PAGE EXCERPT:
----

I like that pan or pot or whatever you call it. It's deep, has a lid, and I think it's enamel so it's it's easy to clean. When I add an inch and a half or two inches of water in it, my turkeys cook twice as fast and are never dry. The water magically transforms to gravy. I drain it out into a regular pot, sift a few tablespoons on flour into and waa-lah! Gravy.

My daughter Casey helped. In the kitchen our two minds become one, and we rarely get in each others way. I don't recall it ever being this easy cooking side by side with my own mother.

My son felt he had a job too on that day. It was pretending to be invisible when anything was asked of him. No, I would have preferred a little help but he preferred this volunteer position that he created for himself when he began middle school. He's had so much practice with this that one day next year I'll promote him to full-time invisibility. This way, when he doesn't live with us, he won't even have to pretend.

The highlight of dinner was that one of the guests, a congenial retired gentleman on disability, brought his adorable, bright, three year old grandson whom he and his ex-wife take care of. I really enjoyed Mr. X and Baby Boy, who I pray will fare better in life.

You see, Mr. X's son, like mine, got lost along the way from having too many opportunities and choices disguised as fun, but were really traps to addiction and other problems.

----

Collection entries:
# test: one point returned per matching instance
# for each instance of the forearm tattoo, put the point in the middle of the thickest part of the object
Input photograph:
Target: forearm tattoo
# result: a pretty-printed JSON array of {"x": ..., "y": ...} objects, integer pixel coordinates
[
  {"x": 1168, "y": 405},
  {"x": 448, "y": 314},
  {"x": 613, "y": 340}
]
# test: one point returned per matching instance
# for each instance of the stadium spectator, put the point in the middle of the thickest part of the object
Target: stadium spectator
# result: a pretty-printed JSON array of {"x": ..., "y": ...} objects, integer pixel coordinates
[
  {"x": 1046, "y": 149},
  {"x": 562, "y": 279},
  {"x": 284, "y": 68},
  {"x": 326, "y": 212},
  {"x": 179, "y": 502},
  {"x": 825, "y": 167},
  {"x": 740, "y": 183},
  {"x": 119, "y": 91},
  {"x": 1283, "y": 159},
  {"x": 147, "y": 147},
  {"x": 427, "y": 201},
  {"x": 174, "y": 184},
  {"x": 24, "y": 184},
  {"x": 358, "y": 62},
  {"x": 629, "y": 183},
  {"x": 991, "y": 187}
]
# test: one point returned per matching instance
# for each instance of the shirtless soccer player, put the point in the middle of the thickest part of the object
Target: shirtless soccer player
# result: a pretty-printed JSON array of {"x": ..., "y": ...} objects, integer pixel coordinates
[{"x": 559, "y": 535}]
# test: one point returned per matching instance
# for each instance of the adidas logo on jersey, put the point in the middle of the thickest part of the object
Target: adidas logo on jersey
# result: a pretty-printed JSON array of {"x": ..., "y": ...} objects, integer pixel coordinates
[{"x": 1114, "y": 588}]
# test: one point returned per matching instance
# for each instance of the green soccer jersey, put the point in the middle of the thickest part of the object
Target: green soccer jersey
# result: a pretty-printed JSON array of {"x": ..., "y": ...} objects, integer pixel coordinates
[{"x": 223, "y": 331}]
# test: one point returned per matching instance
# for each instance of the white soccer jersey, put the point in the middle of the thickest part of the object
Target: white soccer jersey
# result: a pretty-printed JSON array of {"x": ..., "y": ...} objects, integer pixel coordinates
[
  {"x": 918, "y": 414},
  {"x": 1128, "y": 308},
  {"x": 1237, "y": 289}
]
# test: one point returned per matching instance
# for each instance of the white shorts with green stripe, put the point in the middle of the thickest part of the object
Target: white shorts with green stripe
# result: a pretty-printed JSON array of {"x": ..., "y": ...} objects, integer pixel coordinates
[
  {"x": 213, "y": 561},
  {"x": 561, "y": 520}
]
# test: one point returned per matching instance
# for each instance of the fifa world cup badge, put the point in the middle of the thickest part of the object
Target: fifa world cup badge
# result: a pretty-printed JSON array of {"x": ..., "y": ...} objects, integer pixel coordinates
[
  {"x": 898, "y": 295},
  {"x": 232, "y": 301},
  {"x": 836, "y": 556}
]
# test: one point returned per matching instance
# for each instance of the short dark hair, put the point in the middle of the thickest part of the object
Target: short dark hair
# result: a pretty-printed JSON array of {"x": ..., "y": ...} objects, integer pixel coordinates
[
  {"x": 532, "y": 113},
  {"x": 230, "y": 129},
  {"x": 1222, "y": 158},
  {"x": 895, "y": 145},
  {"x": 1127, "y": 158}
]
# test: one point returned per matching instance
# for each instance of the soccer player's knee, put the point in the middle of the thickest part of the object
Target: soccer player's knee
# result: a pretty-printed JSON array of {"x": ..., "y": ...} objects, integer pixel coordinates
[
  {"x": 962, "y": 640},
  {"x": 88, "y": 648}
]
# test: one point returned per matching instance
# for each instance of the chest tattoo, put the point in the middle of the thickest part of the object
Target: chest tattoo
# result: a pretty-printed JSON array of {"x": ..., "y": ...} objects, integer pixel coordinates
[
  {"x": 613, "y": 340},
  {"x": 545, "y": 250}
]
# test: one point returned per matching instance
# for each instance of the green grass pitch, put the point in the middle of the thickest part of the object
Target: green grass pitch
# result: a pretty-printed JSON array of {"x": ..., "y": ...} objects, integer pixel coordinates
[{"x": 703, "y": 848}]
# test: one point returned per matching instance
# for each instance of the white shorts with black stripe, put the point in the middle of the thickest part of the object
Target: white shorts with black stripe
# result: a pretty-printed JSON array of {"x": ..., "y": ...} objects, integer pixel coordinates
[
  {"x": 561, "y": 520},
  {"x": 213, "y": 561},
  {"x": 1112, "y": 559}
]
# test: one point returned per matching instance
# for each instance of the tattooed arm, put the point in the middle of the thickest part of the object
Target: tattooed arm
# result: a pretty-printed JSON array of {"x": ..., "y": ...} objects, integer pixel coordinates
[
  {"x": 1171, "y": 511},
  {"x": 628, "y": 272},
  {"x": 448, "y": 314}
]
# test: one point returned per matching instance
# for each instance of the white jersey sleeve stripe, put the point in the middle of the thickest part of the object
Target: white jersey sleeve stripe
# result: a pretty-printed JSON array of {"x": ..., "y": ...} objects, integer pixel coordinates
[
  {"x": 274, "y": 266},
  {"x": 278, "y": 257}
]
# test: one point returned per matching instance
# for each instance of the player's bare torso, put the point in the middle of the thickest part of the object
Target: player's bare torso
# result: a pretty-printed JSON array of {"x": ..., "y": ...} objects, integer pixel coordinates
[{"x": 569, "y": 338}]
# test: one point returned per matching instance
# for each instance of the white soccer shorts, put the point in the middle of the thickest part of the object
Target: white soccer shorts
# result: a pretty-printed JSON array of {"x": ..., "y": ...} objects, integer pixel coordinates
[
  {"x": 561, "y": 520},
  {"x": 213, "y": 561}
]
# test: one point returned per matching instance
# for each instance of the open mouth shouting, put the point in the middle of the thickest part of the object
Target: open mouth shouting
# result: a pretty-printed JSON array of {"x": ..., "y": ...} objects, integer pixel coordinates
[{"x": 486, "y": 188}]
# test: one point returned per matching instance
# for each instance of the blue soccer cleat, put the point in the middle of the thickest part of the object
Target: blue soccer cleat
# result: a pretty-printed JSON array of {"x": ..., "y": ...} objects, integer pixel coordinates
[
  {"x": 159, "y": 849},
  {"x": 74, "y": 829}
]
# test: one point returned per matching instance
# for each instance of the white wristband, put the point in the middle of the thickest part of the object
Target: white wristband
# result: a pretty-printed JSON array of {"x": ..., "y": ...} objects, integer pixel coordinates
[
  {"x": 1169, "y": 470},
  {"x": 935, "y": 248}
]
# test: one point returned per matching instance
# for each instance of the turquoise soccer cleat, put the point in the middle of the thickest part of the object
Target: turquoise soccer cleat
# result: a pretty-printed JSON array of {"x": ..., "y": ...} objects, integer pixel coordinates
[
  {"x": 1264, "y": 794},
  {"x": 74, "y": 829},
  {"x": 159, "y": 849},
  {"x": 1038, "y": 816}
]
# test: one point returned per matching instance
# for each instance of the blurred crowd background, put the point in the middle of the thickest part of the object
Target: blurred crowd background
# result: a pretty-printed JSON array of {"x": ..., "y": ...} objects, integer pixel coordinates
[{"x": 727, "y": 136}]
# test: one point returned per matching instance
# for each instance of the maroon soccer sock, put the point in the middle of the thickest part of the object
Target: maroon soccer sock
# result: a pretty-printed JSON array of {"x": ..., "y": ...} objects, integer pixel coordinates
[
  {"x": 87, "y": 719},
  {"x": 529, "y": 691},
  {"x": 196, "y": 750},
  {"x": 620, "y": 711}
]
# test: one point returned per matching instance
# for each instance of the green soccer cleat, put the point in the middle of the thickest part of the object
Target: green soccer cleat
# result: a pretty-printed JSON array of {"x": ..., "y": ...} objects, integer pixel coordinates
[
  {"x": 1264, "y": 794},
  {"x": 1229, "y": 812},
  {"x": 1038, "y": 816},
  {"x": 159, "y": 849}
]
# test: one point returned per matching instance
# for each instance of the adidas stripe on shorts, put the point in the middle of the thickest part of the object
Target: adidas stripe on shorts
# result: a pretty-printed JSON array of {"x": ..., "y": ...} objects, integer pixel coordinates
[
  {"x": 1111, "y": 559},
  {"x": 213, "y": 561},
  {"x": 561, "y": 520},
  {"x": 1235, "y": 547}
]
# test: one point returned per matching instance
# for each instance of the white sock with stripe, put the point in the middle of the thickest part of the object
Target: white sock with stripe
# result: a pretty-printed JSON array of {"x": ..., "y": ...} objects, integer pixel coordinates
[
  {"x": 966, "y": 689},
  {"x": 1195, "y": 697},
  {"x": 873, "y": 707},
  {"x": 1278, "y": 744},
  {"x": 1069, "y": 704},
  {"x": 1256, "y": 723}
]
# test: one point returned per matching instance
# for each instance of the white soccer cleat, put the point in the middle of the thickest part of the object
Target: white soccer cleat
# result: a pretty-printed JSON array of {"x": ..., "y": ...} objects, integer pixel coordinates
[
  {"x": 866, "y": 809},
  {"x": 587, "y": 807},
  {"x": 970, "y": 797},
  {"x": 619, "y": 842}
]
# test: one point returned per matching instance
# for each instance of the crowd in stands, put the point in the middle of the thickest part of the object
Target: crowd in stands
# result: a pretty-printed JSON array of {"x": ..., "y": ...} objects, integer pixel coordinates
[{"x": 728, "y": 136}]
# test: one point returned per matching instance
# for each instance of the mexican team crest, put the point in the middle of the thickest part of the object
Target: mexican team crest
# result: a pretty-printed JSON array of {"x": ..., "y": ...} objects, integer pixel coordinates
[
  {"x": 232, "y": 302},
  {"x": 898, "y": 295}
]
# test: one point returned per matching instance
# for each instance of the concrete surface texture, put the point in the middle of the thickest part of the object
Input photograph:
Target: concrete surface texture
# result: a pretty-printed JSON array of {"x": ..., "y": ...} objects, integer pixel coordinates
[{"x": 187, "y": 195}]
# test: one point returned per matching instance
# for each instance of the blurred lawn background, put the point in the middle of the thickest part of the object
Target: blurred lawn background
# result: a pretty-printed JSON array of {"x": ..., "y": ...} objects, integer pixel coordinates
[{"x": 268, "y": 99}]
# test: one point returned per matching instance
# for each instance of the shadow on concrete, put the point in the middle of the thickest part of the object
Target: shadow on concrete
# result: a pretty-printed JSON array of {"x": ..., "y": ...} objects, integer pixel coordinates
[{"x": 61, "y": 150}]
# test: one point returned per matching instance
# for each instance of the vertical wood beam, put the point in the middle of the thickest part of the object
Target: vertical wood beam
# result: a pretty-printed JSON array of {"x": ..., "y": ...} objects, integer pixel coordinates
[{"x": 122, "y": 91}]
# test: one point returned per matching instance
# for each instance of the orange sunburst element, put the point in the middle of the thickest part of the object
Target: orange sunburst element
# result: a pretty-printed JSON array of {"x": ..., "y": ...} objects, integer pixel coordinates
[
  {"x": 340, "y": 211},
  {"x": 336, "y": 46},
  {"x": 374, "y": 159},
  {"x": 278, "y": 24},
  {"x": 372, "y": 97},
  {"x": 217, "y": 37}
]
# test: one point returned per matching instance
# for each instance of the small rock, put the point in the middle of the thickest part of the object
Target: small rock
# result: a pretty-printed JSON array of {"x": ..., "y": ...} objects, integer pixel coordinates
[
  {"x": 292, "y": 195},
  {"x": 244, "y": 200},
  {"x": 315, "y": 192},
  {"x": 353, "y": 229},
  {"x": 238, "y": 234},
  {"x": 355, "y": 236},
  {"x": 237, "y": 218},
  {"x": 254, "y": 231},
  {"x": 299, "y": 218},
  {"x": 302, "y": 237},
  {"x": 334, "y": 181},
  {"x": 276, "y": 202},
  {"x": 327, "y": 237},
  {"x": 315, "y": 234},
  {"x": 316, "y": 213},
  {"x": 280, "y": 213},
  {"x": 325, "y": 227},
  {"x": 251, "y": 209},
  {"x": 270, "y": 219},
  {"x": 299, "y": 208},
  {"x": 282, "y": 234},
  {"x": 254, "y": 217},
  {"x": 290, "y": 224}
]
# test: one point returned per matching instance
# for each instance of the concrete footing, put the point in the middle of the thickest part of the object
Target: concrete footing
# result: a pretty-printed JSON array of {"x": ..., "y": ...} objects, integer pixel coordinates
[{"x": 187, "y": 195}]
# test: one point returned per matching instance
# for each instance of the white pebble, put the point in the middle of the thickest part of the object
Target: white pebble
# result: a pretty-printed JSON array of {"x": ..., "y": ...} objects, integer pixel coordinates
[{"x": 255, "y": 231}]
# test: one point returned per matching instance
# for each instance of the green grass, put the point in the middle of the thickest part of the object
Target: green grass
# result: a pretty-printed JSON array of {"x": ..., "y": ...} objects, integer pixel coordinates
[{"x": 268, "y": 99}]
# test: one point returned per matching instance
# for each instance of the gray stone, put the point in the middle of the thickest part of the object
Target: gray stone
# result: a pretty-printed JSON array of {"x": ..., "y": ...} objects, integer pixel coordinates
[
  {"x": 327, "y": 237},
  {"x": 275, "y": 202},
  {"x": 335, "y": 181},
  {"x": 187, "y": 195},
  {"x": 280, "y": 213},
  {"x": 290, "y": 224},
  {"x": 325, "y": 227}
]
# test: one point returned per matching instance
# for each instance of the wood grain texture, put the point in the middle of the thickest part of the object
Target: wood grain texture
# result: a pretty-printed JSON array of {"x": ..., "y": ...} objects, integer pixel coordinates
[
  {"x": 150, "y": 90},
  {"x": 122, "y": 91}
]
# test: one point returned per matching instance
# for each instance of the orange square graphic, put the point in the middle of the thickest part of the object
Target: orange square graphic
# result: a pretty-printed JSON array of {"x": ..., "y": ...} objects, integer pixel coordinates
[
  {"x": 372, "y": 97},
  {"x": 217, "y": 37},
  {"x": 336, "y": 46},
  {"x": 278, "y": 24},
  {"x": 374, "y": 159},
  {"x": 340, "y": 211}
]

----

ASSIGNMENT A: In the holiday dinner account, how much water does the writer add to the pan when cooking a turkey?
ASSIGNMENT B: Extend the holiday dinner account past its final sentence.

ANSWER SECTION A: An inch and a half or two inches.

ANSWER SECTION B:
I don't think it hit me as hard until this moment of how lost Xavier still is. He began drinking beer from a friend on Thanksgiving evening, despite my plea not to mix alcohol with his medication. On Friday he didn't speak to me at all except to say fuck you bitch when I asked if he was alright.

I sit here now, locked in my bedroom, nearly trembling from a new explosive fit of yelling from him. It began with him complaining that my daughter took my cellphone which I was looking for. Not his, but mine. He growled that I need to discipline her. I said I was more concerned about the way he spoke to me Friday.

Nigga went off. His mouth was like thunder, and I retreated from the storm less lightening struck.

He is not seeing reality clearly. He compounded his problem and mine by grabbing his medicine and taking a full pill against my protests that he'd been out partying again last night, and presumably drinking until dawn.

It is often during moments of intense fear when I see reality the clearest. There are some battles in my life that I could have easily won simply by using reason and logic in finding practical, workable solutions.

Some people, however, are so disturbed and unbalanced that they find reason not only irrelevant because it doesn't serve them, but they become potentially or genuinely dangerous. They will lie on you, stalk you, and destroy you anyway they can to be right, and to continue with their selfishness that is so extreme that it's madness.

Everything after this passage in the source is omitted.